:: PROVIDED DATA

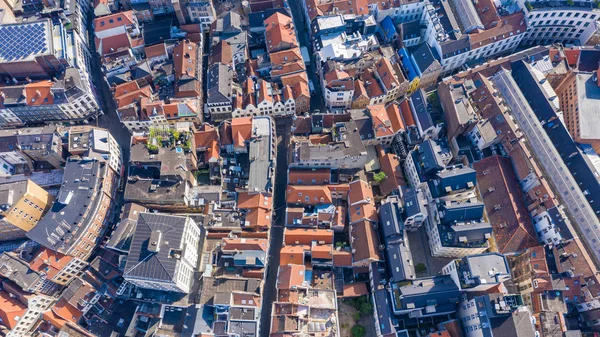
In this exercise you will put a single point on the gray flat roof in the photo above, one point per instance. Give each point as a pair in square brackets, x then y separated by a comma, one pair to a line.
[145, 264]
[588, 95]
[79, 194]
[487, 266]
[261, 151]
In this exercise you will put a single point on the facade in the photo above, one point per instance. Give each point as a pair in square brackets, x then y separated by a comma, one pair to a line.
[164, 253]
[24, 203]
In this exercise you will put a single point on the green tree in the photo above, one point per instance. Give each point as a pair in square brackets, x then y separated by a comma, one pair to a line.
[379, 177]
[366, 308]
[358, 331]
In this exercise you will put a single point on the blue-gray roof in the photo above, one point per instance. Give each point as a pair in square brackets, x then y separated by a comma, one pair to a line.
[391, 222]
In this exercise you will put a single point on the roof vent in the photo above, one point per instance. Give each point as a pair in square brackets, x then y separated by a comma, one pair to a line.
[154, 243]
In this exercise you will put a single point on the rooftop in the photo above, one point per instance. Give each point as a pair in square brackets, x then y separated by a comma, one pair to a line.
[77, 201]
[156, 247]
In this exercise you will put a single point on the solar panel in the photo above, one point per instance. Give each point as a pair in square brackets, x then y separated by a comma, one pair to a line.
[23, 40]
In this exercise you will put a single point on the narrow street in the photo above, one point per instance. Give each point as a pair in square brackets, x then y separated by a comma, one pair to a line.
[316, 99]
[278, 225]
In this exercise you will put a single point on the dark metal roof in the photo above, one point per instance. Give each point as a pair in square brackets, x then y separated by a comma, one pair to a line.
[159, 265]
[79, 194]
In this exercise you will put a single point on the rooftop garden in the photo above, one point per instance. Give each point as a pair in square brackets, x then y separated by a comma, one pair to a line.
[168, 138]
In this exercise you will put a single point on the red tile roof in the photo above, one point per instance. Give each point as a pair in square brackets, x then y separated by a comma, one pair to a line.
[230, 244]
[10, 310]
[49, 262]
[39, 93]
[292, 254]
[393, 174]
[241, 130]
[342, 258]
[205, 135]
[290, 276]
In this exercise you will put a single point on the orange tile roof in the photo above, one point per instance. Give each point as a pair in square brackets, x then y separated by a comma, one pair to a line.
[246, 299]
[294, 78]
[286, 56]
[66, 311]
[342, 258]
[113, 21]
[393, 173]
[315, 176]
[10, 310]
[241, 130]
[292, 254]
[244, 244]
[205, 135]
[290, 276]
[49, 262]
[50, 317]
[39, 93]
[303, 236]
[308, 195]
[322, 251]
[258, 217]
[387, 74]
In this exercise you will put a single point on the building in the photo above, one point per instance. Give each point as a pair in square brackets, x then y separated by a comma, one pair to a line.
[478, 272]
[78, 218]
[425, 297]
[579, 95]
[201, 12]
[23, 204]
[496, 315]
[164, 253]
[547, 24]
[505, 205]
[346, 151]
[66, 99]
[219, 92]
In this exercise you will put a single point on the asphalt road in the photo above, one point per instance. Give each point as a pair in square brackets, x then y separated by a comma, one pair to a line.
[277, 227]
[316, 100]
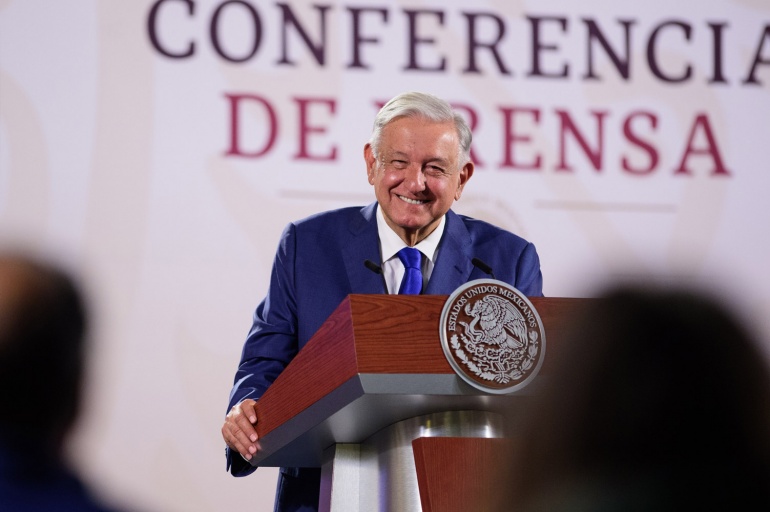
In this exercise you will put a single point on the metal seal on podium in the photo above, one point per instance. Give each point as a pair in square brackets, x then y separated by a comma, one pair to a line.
[492, 336]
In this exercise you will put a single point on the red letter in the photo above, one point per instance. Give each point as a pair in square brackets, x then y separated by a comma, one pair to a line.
[711, 149]
[272, 127]
[636, 141]
[567, 124]
[305, 129]
[511, 137]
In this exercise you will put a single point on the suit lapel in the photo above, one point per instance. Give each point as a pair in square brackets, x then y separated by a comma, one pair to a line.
[361, 245]
[453, 266]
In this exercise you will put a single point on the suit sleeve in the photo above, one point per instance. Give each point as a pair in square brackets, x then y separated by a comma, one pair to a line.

::::

PROBLEM DESCRIPTION |
Only the text of the listing above is wanted, transcribed exactly, without its images.

TASK OUTPUT |
In this exercise you will put a single point on the gray flat roof in the photo above, one point per instance. Give each point as a pair in square brackets, x then y separated by a comma, one pair to a line.
[145, 264]
[588, 95]
[79, 194]
[487, 266]
[261, 151]
In this exercise you will put a single point on the facade in the photo above, one point per instance. Give each point as a pair in square brackets, x then y separated by a comma, one pair to a line.
[164, 253]
[24, 203]
In this exercise you will put a single point on the green tree in the photo above, one point per instance. Give each point as a pair in square brackets, x then y separated by a comma, one pair to a line.
[379, 177]
[366, 308]
[358, 331]
In this exercise you will put a single point on the blue-gray roof in the photo above, one point per instance. Give each point as a pair in square brackets, x then y separated by a comma, one pair to a line.
[391, 222]
In this exercise you will put a single point on the roof vent in the photo above, one point per instance. Give each point as a pair in square brackets, x then y separated by a comma, one pair to a line.
[154, 243]
In this exercise you will put a single point on the rooftop in the photo above, one point per instance. Give each point as a pair in square brackets, x then y separated by a comma, one pair to a line.
[77, 201]
[156, 247]
In this exercise you will put a single point on the solar panel in the photo above, one point per instance. Give each point as a pair in square brackets, x then y separated by a comma, one pair to a line.
[23, 40]
In this exercise you will put a single point on the narrow street in the photo above, one point per instance. Give each point as a pair in square brackets, x then y separated by a comma, one pair to a line.
[316, 99]
[278, 225]
In this exercise you will put a single point on the dark metal roof in the photo above, one point per instance. Give each point as a pair in square brackets, x then y separated by a comma, one pair to a line.
[159, 265]
[79, 194]
In this exercise you will put a single point on the rooftop garden in the photo above, one point per instance. Give each point as a pair in square brackets, x then y separated by a comma, one pair to a line.
[168, 138]
In this exercise you will put a single point on the red tile roof in the photo above, one point per instance. Give each point as a pair in square brackets, x then y separated by a comma, one pair to a line.
[230, 244]
[10, 310]
[49, 262]
[39, 93]
[292, 254]
[393, 174]
[241, 130]
[342, 258]
[205, 135]
[290, 276]
In this exercise you will put a single point on the orange tile roof in the photo above, one point per instance. Give each point as a pair in square brackets, x then y separated by a comma, one pair to a line.
[246, 299]
[294, 78]
[286, 56]
[66, 311]
[342, 258]
[113, 21]
[393, 173]
[315, 176]
[10, 310]
[241, 130]
[292, 254]
[244, 244]
[205, 135]
[290, 276]
[49, 262]
[50, 317]
[39, 93]
[303, 236]
[308, 195]
[322, 251]
[258, 217]
[387, 74]
In this exercise you will put a single point on the building in the photo above, one point per instance. Give each point as a pair in square brackets, x then y separated by a comma, one pair to a line.
[478, 272]
[78, 218]
[425, 297]
[579, 95]
[201, 12]
[23, 204]
[496, 315]
[164, 253]
[547, 24]
[505, 205]
[346, 151]
[66, 99]
[219, 92]
In this exercise you will put a single point on the asphalt road in the photo above, one point per instance. Give each point as a pair in square brackets, x then y separated by a comma, one pair to a line.
[277, 227]
[316, 100]
In this exercise you will put a single point on the metal seal on podium in the photo above, one point per instance. Give each point as a pair in square brackets, x then y separated by a comma, one pair to a line.
[492, 336]
In this exercise you will put a single point on the red letter in the photo above, one point per instance. Give each point as a pair in square brackets, x then y separated by a comma, one pair to a line.
[711, 149]
[272, 127]
[636, 141]
[567, 124]
[305, 129]
[511, 137]
In this exercise you will put a single point on the suit lapel in the photo above, one point per instance. Give each point as a pair in square brackets, x then y separated by a comma, one pair to a line.
[361, 245]
[453, 266]
In this exercise you will put a single point on the suit sleeve in the photo above, one point per instance. Give each point as a pair in square brackets, x then y separated by a comma, one pair to a line.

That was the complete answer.